### Short problem
Convert the listing, starting at its first line and ending at the line that contains "[0,0,298,291]", into a two-column CSV with the headers command and output. Give one row per command, put each field in quotation marks, and replace any line breaks inside a field with spaces.

[START Material shown]

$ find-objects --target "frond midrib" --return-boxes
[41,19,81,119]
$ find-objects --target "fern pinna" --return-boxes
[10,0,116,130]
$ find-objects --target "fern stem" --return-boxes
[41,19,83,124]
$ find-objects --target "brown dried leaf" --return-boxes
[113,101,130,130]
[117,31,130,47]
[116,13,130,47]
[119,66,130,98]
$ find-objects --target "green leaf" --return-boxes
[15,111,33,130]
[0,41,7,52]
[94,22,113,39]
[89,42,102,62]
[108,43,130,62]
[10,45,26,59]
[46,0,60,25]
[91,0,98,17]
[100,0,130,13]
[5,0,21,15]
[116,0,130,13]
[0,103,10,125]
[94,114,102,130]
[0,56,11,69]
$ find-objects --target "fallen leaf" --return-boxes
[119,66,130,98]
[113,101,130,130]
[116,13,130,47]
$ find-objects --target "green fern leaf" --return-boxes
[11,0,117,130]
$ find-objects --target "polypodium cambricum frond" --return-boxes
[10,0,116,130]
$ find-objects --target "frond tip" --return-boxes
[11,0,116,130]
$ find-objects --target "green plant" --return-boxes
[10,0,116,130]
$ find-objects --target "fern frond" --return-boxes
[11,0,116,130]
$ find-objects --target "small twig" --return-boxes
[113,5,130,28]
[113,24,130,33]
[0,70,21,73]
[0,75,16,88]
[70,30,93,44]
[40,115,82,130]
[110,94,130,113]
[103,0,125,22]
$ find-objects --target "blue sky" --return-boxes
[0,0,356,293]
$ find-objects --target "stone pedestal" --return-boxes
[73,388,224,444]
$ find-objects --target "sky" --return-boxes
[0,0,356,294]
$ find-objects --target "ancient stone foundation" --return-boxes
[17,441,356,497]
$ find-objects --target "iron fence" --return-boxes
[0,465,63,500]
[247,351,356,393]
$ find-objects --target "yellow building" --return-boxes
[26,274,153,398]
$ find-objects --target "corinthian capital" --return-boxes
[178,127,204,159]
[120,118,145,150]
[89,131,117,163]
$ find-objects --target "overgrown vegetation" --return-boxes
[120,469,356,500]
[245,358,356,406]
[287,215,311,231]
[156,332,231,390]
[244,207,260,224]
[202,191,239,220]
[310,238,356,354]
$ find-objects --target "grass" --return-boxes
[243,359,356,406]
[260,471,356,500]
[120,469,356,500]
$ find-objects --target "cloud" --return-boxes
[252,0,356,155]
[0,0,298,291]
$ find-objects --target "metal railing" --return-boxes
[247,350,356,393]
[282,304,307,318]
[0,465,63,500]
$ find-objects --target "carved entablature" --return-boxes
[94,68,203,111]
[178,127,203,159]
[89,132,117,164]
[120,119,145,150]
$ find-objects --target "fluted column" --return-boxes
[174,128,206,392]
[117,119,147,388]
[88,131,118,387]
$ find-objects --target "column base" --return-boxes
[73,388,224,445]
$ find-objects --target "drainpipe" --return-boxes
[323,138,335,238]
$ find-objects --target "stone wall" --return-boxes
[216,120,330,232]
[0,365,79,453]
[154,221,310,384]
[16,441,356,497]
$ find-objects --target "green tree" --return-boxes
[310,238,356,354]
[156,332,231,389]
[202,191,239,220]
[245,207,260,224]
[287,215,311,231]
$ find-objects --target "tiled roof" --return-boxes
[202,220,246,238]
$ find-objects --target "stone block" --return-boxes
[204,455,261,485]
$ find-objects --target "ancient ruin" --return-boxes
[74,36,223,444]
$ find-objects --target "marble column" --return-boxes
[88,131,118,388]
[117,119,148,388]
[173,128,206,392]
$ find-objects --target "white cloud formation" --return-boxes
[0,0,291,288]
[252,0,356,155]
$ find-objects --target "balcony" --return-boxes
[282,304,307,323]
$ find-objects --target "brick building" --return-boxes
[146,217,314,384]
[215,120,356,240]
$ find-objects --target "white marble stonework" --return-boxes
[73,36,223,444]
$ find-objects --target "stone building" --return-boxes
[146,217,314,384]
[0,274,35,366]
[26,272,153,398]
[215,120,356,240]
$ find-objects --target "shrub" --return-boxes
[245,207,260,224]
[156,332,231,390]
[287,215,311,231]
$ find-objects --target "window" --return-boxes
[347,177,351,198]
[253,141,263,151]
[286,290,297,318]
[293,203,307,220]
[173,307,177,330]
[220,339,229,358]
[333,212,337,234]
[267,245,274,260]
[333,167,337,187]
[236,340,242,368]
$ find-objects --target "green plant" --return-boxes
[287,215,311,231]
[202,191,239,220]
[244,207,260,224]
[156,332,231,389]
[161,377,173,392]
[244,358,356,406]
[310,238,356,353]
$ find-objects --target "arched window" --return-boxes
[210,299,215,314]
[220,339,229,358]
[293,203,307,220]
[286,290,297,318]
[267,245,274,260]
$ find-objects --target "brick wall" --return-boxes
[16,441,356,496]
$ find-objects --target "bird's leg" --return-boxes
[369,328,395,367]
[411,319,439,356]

[END Material shown]

### Solution for this task
command,output
"$ find-objects --target ""frond midrib"" --return-boxes","[41,19,81,119]"
"$ find-objects --target ""fern pinna"" --return-boxes","[10,0,116,130]"
"$ find-objects --target ""fern stem"" --return-boxes","[41,19,83,124]"
"$ find-objects --target ""brown dried leaf"" --return-boxes","[113,101,130,130] [117,31,130,47] [116,13,130,47] [119,66,130,98]"
"$ find-objects --target ""green leaf"" --return-boxes","[15,111,33,130] [0,41,7,52] [94,22,113,39] [89,42,102,62] [108,43,130,62] [10,45,26,59] [46,0,60,25] [91,0,98,17] [100,0,130,13] [5,0,21,15] [116,0,130,13] [0,103,10,125] [94,114,102,130] [0,56,11,69]"
"$ find-objects --target ""fallen leaf"" --return-boxes","[119,66,130,98] [113,101,130,130] [116,13,130,47]"
"$ find-objects --target ""green fern leaf"" --return-boxes","[11,0,117,130]"
"$ find-objects --target ""polypodium cambricum frond"" --return-boxes","[10,0,116,130]"
"$ find-objects --target ""frond tip"" --return-boxes","[11,0,116,130]"
"$ find-objects --target ""green plant"" --return-boxes","[10,0,116,130]"
"$ find-objects --target ""fern frond"" --return-boxes","[11,0,116,130]"
"$ find-objects --target ""small twig"" --return-boxes","[113,5,130,28] [113,24,130,33] [0,70,21,73] [0,75,16,88] [70,30,93,44] [40,115,82,130] [110,94,130,113] [103,0,125,22]"
"$ find-objects --target ""blue sky"" --return-boxes","[0,0,356,293]"
"$ find-objects --target ""stone pedestal"" --return-boxes","[73,388,224,444]"
"$ find-objects --target ""sky"" --return-boxes","[0,0,356,294]"
"$ find-objects --target ""ancient stone foundation"" --return-boxes","[17,441,356,497]"
"$ find-objects --target ""iron fence"" --return-boxes","[0,465,63,500] [247,351,356,393]"
"$ find-objects --target ""yellow building"" --return-boxes","[26,274,153,398]"
"$ find-objects --target ""corinthian capital"" --return-boxes","[178,127,204,159] [120,118,145,150] [89,131,117,163]"
"$ find-objects --target ""overgrown vegetation"" --return-boxes","[120,469,356,500] [245,358,356,406] [287,215,311,231] [156,332,231,390] [244,207,260,224] [202,191,239,220] [310,238,356,354]"
"$ find-objects --target ""grass"" --return-boxes","[243,359,356,406] [260,471,356,500] [120,469,356,500]"
"$ find-objects --target ""cloud"" --return-boxes","[252,0,356,155] [0,0,298,291]"